- **Job**
Present every line of the records below as a Markdown table with two columns, Row and Line, numbering the rows and omitting blank lines. Do not include the pictures in the answer.

──────── Data for the task

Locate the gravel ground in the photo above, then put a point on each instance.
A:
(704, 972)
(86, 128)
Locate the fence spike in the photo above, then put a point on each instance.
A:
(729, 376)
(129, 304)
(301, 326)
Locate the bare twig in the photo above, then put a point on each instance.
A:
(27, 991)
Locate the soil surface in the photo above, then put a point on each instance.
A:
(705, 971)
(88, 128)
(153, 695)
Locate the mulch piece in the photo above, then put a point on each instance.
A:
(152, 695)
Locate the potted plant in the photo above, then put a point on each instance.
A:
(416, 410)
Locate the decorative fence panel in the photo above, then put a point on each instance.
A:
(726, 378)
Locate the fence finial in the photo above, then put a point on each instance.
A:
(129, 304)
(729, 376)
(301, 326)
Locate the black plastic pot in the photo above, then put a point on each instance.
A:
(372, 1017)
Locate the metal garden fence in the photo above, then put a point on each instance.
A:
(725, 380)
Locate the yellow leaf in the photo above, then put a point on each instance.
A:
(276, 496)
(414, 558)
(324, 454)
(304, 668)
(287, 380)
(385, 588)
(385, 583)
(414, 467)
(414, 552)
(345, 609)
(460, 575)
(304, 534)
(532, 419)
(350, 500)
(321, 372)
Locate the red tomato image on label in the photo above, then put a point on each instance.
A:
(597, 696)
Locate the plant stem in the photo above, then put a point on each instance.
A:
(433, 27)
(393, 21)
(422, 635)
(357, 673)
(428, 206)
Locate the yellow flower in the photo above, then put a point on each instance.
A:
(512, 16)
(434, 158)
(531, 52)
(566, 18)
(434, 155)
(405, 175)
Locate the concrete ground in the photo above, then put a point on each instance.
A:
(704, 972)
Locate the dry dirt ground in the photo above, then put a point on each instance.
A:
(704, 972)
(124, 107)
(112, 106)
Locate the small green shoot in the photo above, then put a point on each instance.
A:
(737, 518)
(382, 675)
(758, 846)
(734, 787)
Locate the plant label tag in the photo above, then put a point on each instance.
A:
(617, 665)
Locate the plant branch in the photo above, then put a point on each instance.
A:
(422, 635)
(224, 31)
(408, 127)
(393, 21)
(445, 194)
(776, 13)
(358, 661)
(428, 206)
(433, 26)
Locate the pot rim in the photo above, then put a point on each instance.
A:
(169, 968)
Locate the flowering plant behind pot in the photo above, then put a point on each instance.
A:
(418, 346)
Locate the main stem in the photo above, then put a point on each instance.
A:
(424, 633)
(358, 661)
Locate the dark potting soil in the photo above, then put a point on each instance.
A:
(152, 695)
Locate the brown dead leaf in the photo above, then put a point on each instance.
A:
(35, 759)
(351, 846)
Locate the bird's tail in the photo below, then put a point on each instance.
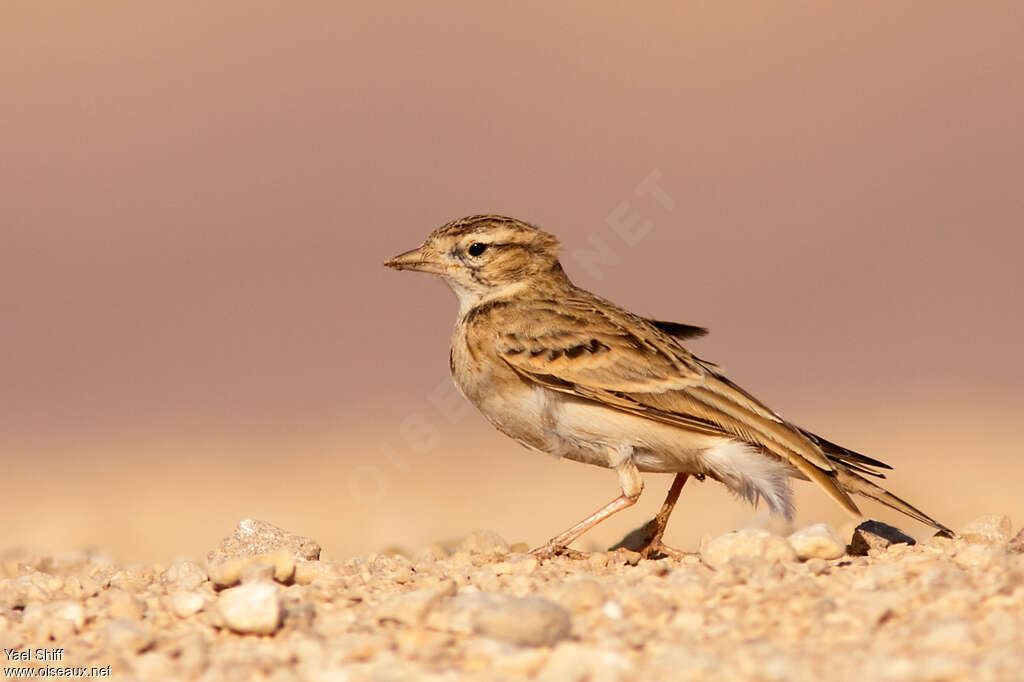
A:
(850, 470)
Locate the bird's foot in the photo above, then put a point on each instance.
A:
(551, 550)
(658, 550)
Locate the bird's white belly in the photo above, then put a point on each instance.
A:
(585, 431)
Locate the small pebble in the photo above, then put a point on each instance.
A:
(252, 608)
(817, 542)
(527, 621)
(747, 544)
(989, 529)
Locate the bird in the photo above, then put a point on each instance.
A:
(566, 372)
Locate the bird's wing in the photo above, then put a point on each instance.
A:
(588, 347)
(680, 331)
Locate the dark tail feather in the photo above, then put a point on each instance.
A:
(861, 463)
(849, 480)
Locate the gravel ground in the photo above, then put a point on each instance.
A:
(751, 605)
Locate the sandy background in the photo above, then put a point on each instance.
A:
(195, 204)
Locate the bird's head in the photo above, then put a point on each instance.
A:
(483, 256)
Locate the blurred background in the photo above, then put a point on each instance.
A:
(196, 200)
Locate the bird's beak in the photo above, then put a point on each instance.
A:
(417, 259)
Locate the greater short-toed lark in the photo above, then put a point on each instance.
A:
(568, 373)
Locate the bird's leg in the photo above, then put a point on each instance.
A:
(632, 485)
(655, 527)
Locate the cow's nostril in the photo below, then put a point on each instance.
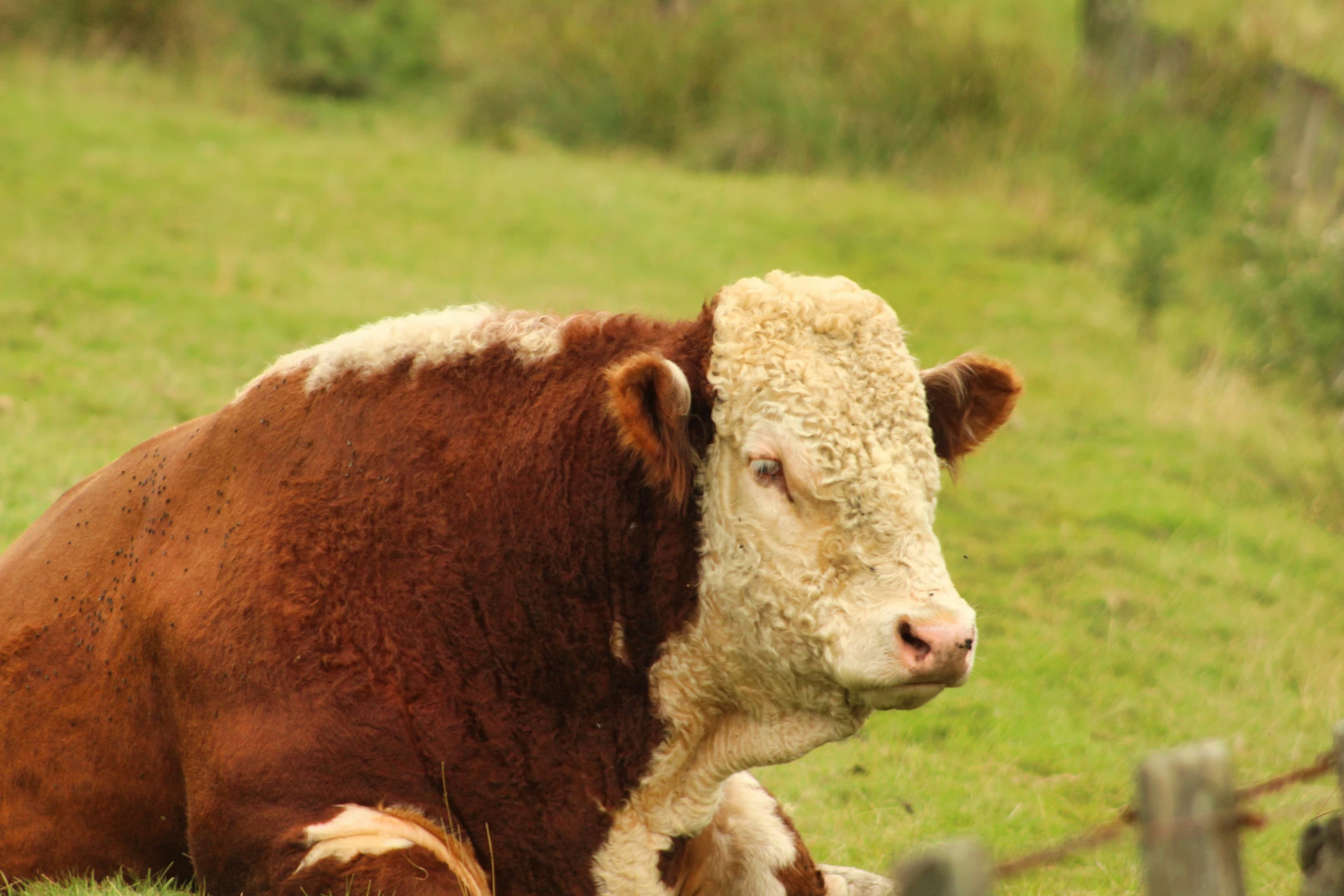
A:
(920, 645)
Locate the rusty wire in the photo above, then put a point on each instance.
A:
(1109, 831)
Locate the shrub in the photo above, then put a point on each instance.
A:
(342, 47)
(1292, 301)
(151, 27)
(743, 83)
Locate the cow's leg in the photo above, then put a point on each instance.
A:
(753, 849)
(382, 851)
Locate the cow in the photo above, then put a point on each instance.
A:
(494, 602)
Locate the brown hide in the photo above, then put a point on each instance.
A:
(398, 590)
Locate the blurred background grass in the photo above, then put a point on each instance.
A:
(193, 187)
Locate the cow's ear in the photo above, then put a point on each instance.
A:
(969, 398)
(651, 403)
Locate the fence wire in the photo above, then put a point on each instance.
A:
(1127, 817)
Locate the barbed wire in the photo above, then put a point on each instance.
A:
(1095, 837)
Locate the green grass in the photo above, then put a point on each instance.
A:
(1154, 544)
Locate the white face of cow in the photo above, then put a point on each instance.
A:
(823, 585)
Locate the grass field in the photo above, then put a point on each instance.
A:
(1154, 544)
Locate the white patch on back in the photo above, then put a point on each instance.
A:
(427, 340)
(359, 831)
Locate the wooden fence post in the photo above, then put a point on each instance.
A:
(1187, 816)
(957, 868)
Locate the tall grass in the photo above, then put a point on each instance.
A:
(747, 83)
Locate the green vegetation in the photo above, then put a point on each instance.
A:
(1154, 543)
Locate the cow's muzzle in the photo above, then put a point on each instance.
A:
(936, 653)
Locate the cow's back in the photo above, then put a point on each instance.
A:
(431, 581)
(83, 727)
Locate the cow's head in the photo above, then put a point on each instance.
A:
(823, 587)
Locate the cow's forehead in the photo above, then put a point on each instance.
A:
(827, 360)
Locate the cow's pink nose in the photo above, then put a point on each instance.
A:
(937, 653)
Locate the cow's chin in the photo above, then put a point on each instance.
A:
(900, 696)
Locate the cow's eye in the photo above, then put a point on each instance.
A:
(769, 471)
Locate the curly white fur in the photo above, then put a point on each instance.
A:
(427, 340)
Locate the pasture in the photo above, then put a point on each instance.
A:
(1154, 544)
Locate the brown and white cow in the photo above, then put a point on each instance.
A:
(475, 602)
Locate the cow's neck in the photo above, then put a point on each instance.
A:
(685, 782)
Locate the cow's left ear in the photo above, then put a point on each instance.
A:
(969, 398)
(651, 403)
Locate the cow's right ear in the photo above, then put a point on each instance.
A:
(651, 403)
(969, 398)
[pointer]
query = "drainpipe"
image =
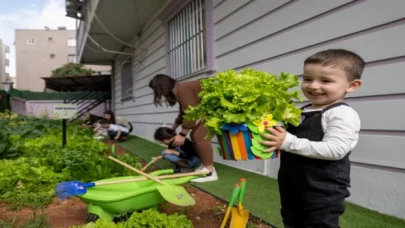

────────────────

- **Reply to the task**
| Row | Line |
|---|---|
| 1 | Locate the gravel ground in the photo above, then put a point on each instance. |
| 2 | A: |
| 3 | (704, 972) |
| 4 | (86, 128) |
| 5 | Locate the fence spike in the photo above, then put a point on each instance. |
| 6 | A: |
| 7 | (729, 376) |
| 8 | (129, 304) |
| 9 | (301, 326) |
| 10 | Locate the bare twig in the photo above, then put a point on each instance. |
| 11 | A: |
| 12 | (27, 991) |
| 13 | Locate the soil surface in the photo above, then put a point on each instance. |
| 14 | A: |
| 15 | (705, 971) |
| 16 | (88, 128) |
| 17 | (153, 695) |
| 18 | Locate the mulch piece in the photo above, then put a point on each instance. |
| 19 | A: |
| 20 | (152, 695) |
| 21 | Locate the potted plant in the photo above, then put a point on each instance. |
| 22 | A: |
| 23 | (416, 410) |
| 24 | Locate the decorative fence panel in the photo above, then put a point on each instance. |
| 25 | A: |
| 26 | (726, 378) |
| 27 | Locate the fence finial in the photo above, then put a point on each instance. |
| 28 | A: |
| 29 | (129, 304) |
| 30 | (729, 376) |
| 31 | (301, 326) |
| 32 | Locate the black plastic pot in the photo above, then put a point on each instance. |
| 33 | A: |
| 34 | (372, 1017) |
| 35 | Locate the metal garden fence in the photo above, then put a point on each instance. |
| 36 | A: |
| 37 | (725, 380) |
| 38 | Locate the yellow leaf in the photo above, then put a point on each instance. |
| 39 | A: |
| 40 | (276, 496) |
| 41 | (414, 558) |
| 42 | (324, 454) |
| 43 | (304, 668) |
| 44 | (287, 380) |
| 45 | (385, 588) |
| 46 | (385, 583) |
| 47 | (414, 467) |
| 48 | (414, 552) |
| 49 | (345, 609) |
| 50 | (460, 575) |
| 51 | (304, 534) |
| 52 | (532, 419) |
| 53 | (350, 500) |
| 54 | (321, 372) |
| 55 | Locate the red tomato image on label in the photo above, then put a point on each instance. |
| 56 | A: |
| 57 | (597, 696) |
| 58 | Locate the plant stem in the photo above, then put a point on each instance. |
| 59 | A: |
| 60 | (433, 27) |
| 61 | (393, 21) |
| 62 | (422, 635) |
| 63 | (357, 673) |
| 64 | (428, 206) |
| 65 | Locate the yellow flower in the photo above, then put a point on each instance. |
| 66 | A: |
| 67 | (512, 16) |
| 68 | (434, 158) |
| 69 | (531, 52) |
| 70 | (566, 18) |
| 71 | (434, 155) |
| 72 | (405, 175) |
| 73 | Locate the concrete ground in the photo above, then put a point on each instance. |
| 74 | A: |
| 75 | (704, 972) |
| 76 | Locate the dry dirt ground in the photo above, then put a point on each instance. |
| 77 | A: |
| 78 | (704, 972) |
| 79 | (124, 107) |
| 80 | (112, 106) |
| 81 | Locate the small green shoot in the photo above, then put a point on each instance. |
| 82 | A: |
| 83 | (737, 518) |
| 84 | (382, 675) |
| 85 | (758, 846) |
| 86 | (734, 787) |
| 87 | Locate the plant label tag in the photo above, then put a point on each instance. |
| 88 | A: |
| 89 | (617, 665) |
| 90 | Locate the plant branch in the photo above, then put a point on each instance. |
| 91 | A: |
| 92 | (422, 635) |
| 93 | (224, 31) |
| 94 | (408, 127) |
| 95 | (393, 21) |
| 96 | (445, 194) |
| 97 | (776, 13) |
| 98 | (358, 661) |
| 99 | (428, 206) |
| 100 | (433, 26) |
| 101 | Locate the pot rim in the photo above, then put a point on each instance. |
| 102 | A: |
| 103 | (169, 968) |
| 104 | Locate the flowering plant behind pot in the photo above, then put a point on each instance. |
| 105 | A: |
| 106 | (418, 346) |
| 107 | Locate the main stem in the photo above, then put a point on each instance. |
| 108 | A: |
| 109 | (424, 633) |
| 110 | (358, 661) |
| 111 | Locate the dark potting soil in the photo above, then put a point on each instance. |
| 112 | A: |
| 113 | (152, 695) |
| 114 | Locate the brown dead leaf in the photo above, then put a point on each instance. |
| 115 | A: |
| 116 | (35, 759) |
| 117 | (351, 846) |
| 118 | Locate the bird's tail in the photo below, then put a point on each instance. |
| 119 | A: |
| 120 | (850, 470) |
| 121 | Locate the bird's foot in the photo above, then put a point on each instance. |
| 122 | A: |
| 123 | (551, 550) |
| 124 | (658, 550) |
| 125 | Locate the bird's white belly in the photo above, then put a point on each instance. |
| 126 | A: |
| 127 | (585, 431) |
| 128 | Locate the small pebble in the photo above, then put a point on each instance. |
| 129 | A: |
| 130 | (252, 608) |
| 131 | (817, 542) |
| 132 | (527, 621) |
| 133 | (747, 544) |
| 134 | (989, 529) |
| 135 | Locate the bird in the photo above, then put a point on each instance. |
| 136 | A: |
| 137 | (566, 372) |
| 138 | Locate the bird's wing in the photo above, then put a point on each instance. |
| 139 | A: |
| 140 | (588, 347) |
| 141 | (680, 331) |
| 142 | Locate the dark tail feather in the photo above, then put a point on each instance. |
| 143 | A: |
| 144 | (861, 463) |
| 145 | (849, 480) |
| 146 | Locate the gravel ground in the photo above, then put a point on each instance. |
| 147 | A: |
| 148 | (751, 605) |
| 149 | Locate the sandy background in the photo above, then put a point on each instance. |
| 150 | A: |
| 151 | (195, 204) |
| 152 | Locate the bird's head in the photo above, then put a point on each instance. |
| 153 | A: |
| 154 | (483, 256) |
| 155 | Locate the blurred background in the photo above, then put a point on each instance. |
| 156 | A: |
| 157 | (196, 200) |
| 158 | Locate the bird's beak in the photo above, then put a point on each instance. |
| 159 | A: |
| 160 | (417, 259) |
| 161 | Locate the greater short-toed lark in the photo above, then put a point on each instance. |
| 162 | A: |
| 163 | (568, 373) |
| 164 | Locate the bird's leg in the photo above, then put a point on each instance. |
| 165 | A: |
| 166 | (632, 485) |
| 167 | (655, 527) |
| 168 | Locate the cow's nostril in the photo below, then put a point on each instance. |
| 169 | A: |
| 170 | (920, 645) |
| 171 | Locate the rusty wire in the photo above, then put a point on each instance. |
| 172 | A: |
| 173 | (1109, 831) |
| 174 | Locate the shrub in the photo above, then put a point on each instance. |
| 175 | A: |
| 176 | (342, 47) |
| 177 | (1292, 301) |
| 178 | (151, 27) |
| 179 | (743, 83) |
| 180 | Locate the cow's leg in the photo above, then put a point on each instance. |
| 181 | A: |
| 182 | (753, 849) |
| 183 | (382, 851) |
| 184 | Locate the cow in the photo above, then put a point on each instance. |
| 185 | A: |
| 186 | (494, 602) |
| 187 | Locate the brown hide in the photo above, then put a point on each instance. |
| 188 | A: |
| 189 | (398, 590) |
| 190 | Locate the blurred background grass in the photo above, then put a point on each instance. |
| 191 | A: |
| 192 | (193, 187) |
| 193 | Locate the cow's ear in the photo above, then put a point on each instance. |
| 194 | A: |
| 195 | (969, 398) |
| 196 | (651, 403) |
| 197 | Locate the fence wire in the photo above, then put a point on each instance. |
| 198 | A: |
| 199 | (1127, 817) |
| 200 | Locate the barbed wire in the photo above, then put a point on each instance. |
| 201 | A: |
| 202 | (1095, 837) |
| 203 | Locate the green grass in the photo above, then put a point on each instance. |
| 204 | A: |
| 205 | (1154, 544) |
| 206 | Locate the white face of cow in the photo above, then put a point on each instance. |
| 207 | A: |
| 208 | (823, 585) |
| 209 | Locate the grass field in the photo above, then put a point on each instance. |
| 210 | A: |
| 211 | (1154, 544) |
| 212 | Locate the white patch on back in the photo above, then put a point on each instance. |
| 213 | A: |
| 214 | (427, 340) |
| 215 | (359, 831) |
| 216 | Locate the wooden fence post in the photo above, then put a point on each instance. |
| 217 | A: |
| 218 | (1187, 816) |
| 219 | (957, 868) |
| 220 | Locate the tall grass in the photo above, then put a point on each instance. |
| 221 | A: |
| 222 | (747, 83) |
| 223 | Locate the green vegetation in the photo above, then put a point on each instance. |
| 224 | A: |
| 225 | (1154, 543) |
| 226 | Locate the cow's muzzle in the photo above, then put a point on each instance. |
| 227 | A: |
| 228 | (936, 653) |
| 229 | Locate the cow's back in the photo above, then put a point on each instance. |
| 230 | A: |
| 231 | (431, 581) |
| 232 | (83, 727) |
| 233 | Locate the cow's head in the photo above, then put a point on each instance. |
| 234 | A: |
| 235 | (823, 587) |
| 236 | Locate the cow's forehead in the photo above, then put a point on each instance. |
| 237 | A: |
| 238 | (827, 360) |
| 239 | Locate the cow's pink nose in the photo above, then put a point on each instance. |
| 240 | A: |
| 241 | (937, 653) |
| 242 | Locate the cow's chin in the photo above, then put a point on each instance. |
| 243 | A: |
| 244 | (900, 696) |
| 245 | Locate the cow's eye in the photo above, then put a point on each instance. |
| 246 | A: |
| 247 | (769, 471) |
| 248 | Locate the curly white fur in the photo above, then put a point on each instance. |
| 249 | A: |
| 250 | (427, 340) |
| 251 | Locate the pasture in the photo above, then put a point on each instance. |
| 252 | A: |
| 253 | (1154, 544) |
| 254 | Locate the brown and white cow in the photo above, then put a point on each instance. |
| 255 | A: |
| 256 | (475, 602) |
| 257 | Locate the cow's neck in the photo above, then put a point on each instance. |
| 258 | A: |
| 259 | (685, 782) |
| 260 | Locate the cow's left ear in the photo above, then put a point on each instance. |
| 261 | A: |
| 262 | (969, 398) |
| 263 | (651, 403) |
| 264 | Locate the cow's right ear in the photo above, then put a point on each instance. |
| 265 | A: |
| 266 | (651, 403) |
| 267 | (969, 398) |
| 268 | [pointer] |
| 269 | query = "drainpipe" |
| 270 | image = |